#### WRITTEN INSTRUCTION
Give each line of the entries below as a numbered list, skipping blank lines. Leave the pictures out of the list.

#### INPUT RECORDS
* * *
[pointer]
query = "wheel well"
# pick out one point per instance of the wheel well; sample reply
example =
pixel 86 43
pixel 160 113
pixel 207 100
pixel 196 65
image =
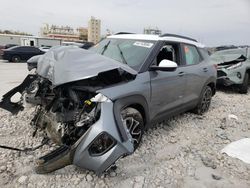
* * *
#### FINISHED ANSWER
1. [pointer]
2. query = "wheel well"
3. # pick out one point per instance of the wheel well; sample reply
4. example =
5. pixel 86 43
6. pixel 160 113
7. pixel 207 100
8. pixel 196 65
9. image =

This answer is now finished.